- [AUFGABEN]:
[a] Gib aus dem Artikel über den dpa-Korrespondenten in Tel Aviv den Abschnitt von "Im Tel Aviver" bis "Eine ernüchternde Bilanz." wortgetreu aus.
[b] Wer löst Christian Fürst laut dem Artikel über den dpa-Korrespondenten in Tel Aviv im Januar ab?
[c] Schreibe den Artikel über den dpa-Korrespondenten in Tel Aviv im Anschluss an seinen letzten Satz weiter.

Im Tel Aviver Büro der Deutschen Presse Agentur (dpa) sorgt Redaktionsleiter Christian Fürst seit vier Jahren für die tägliche Meldung aus Israel. Auch wenn gar nichts geschieht. Eine ernüchternde Bilanz.

Von Wolfgang Frey und Tim Lochmüller

Tel Aviv. - Manchmal kommen Christian Fürst die vergangenen vier Jahre "wie verschwendet" vor. Anfang 2000 kehrte der dpa-Korrespondent nach Stationen in Indien und Großbritannien wieder nach Israel zurück. Mit inzwischen gründlich enttäuschten Erwartungen. Damals dachte Fürst, er könne "Oslo zu Ende bringen", vom "Ende des Friedensprozesses" berichten. Ende 2003 sitzt der 57 Jahre alte Redaktionsleiter mit dem kurzen angegrauten Haar im dpa-Büro im Untergeschoss eines Tel Aviver Hochhauses und sagt Dinge wie "der Friedensprozess ist absolut scheintot" und "der geistige und körperliche Energieverschleiß ist enorm". Und das deprimierendste dabei, sagt er, "ist die Frage: Was hat es gebracht?"

Keiner kommt in Israel um den permanenten Kriegszustand herum, erst recht kein Journalist. Kein Gespräch mit einem Israeli oder einem Kollegen, das nicht irgendwann zur Sache kommt. Jeder hat seine Meinung, seine Hoffnungen, mitunter seinen Zorn. "Sie können hier nicht sagen: Ich schreibe nur", sagt Fürst. "Sie können sich davon nicht freimachen. Abschalten ist kaum drin." Nicht vom Thema Nahost, nicht vom Job, nicht von der Frage: Wann kommt der nächste Anschlag? „Diesen Job kann man nicht unendlich machen“, sagt Fürst. Im Januar löst ihn Carsten Hoffmann ab. Fürst übernimmt das Wiener dpa-Büro.

Drei bis vier Jahre, länger lässt die Agentur ihre Auslandskorrespondenten nicht am gleichen Ort. Schon gar nicht in Tel Aviv. Nicht weil die journalistische Objektivität Schaden nehmen könnte. „Es ist eine physische Frage“, sagt Fürst. Die ist seit dem Beginn der zweiten Intifada schneller beantwortet, als früher.

- [ERFASSTE DATEN]:
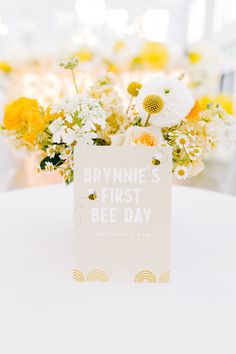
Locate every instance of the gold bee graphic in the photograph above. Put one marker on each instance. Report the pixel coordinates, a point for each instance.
(92, 195)
(155, 161)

- [ANTWORTEN]:
[a]
Im Tel Aviver Büro der Deutschen Presse Agentur (dpa) sorgt Redaktionsleiter Christian Fürst seit vier Jahren für die tägliche Meldung aus Israel. Auch wenn gar nichts geschieht. Eine ernüchternde Bilanz.

[b] Carsten Hoffmann.

[c]
Als Fürst Anfang der neunziger Jahre für dpa in Israel arbeitete, war ab und zu Zeit für Treffen mit Kollegen von anderen Agenturen oder Zeitungen. Neulich hat er es mal wieder versucht: "Kaum saßen wir uns in der Kneipe, musste jeder schon wieder los, weil irgendwas passiert ist." Es passiert ständig etwas, sagt er, "zu den idiotischsten Zeiten."

Anschläge während des Abendessens, Luftangriffe vor dem Aufstehen: Freizeit ist rar. Auch in Fürsts eigenen vier Wänden im Küstenstädtchen Herzliya, wo er wenige Kilometer von Tel Aviv entfernt mit seiner Frau lebt. „Sie können es sich nicht leisten, etwas Wichtiges zu verpassen“, sagt Fürst. Die erste Nachrichtensendung hört er um sieben Uhr morgens „per Kopfhörer im Bett“. Bevor er ins Büro fährt, hat er die ersten Telefonate geführt, oft mit seinen freien Mitarbeitern in den palästinensischen Autonomiegebieten. „Die arbeiten rund um die Uhr.“ Wann immer es geht, spielt Fürst Klarinette oder Tennis. Es geht selten.

„Totale mediale Überbelichtung“

Nachrichten aus Israel gehen immer. Nicht nur die großen. Das erhöht den Druck. Ein toter Palästinenser, sagt Fürst, ist als Nachricht so viel Wert "wie 100 tote Inder". Als wäre Israel der "Mittelpunkt der Welt." Er schüttelt den Kopf. In diesem Land, sagt er dann, "passiert sehr viel, aber es geschieht nichts." Der Friedensprozess macht keine Fortschritte, alles "tritt auf der Stelle, aber jeder kleine Schritt wird groß diskutiert." Die ganze Welt schaut auf Nahost, Deutschland nicht zuletzt aus historischen Gründen.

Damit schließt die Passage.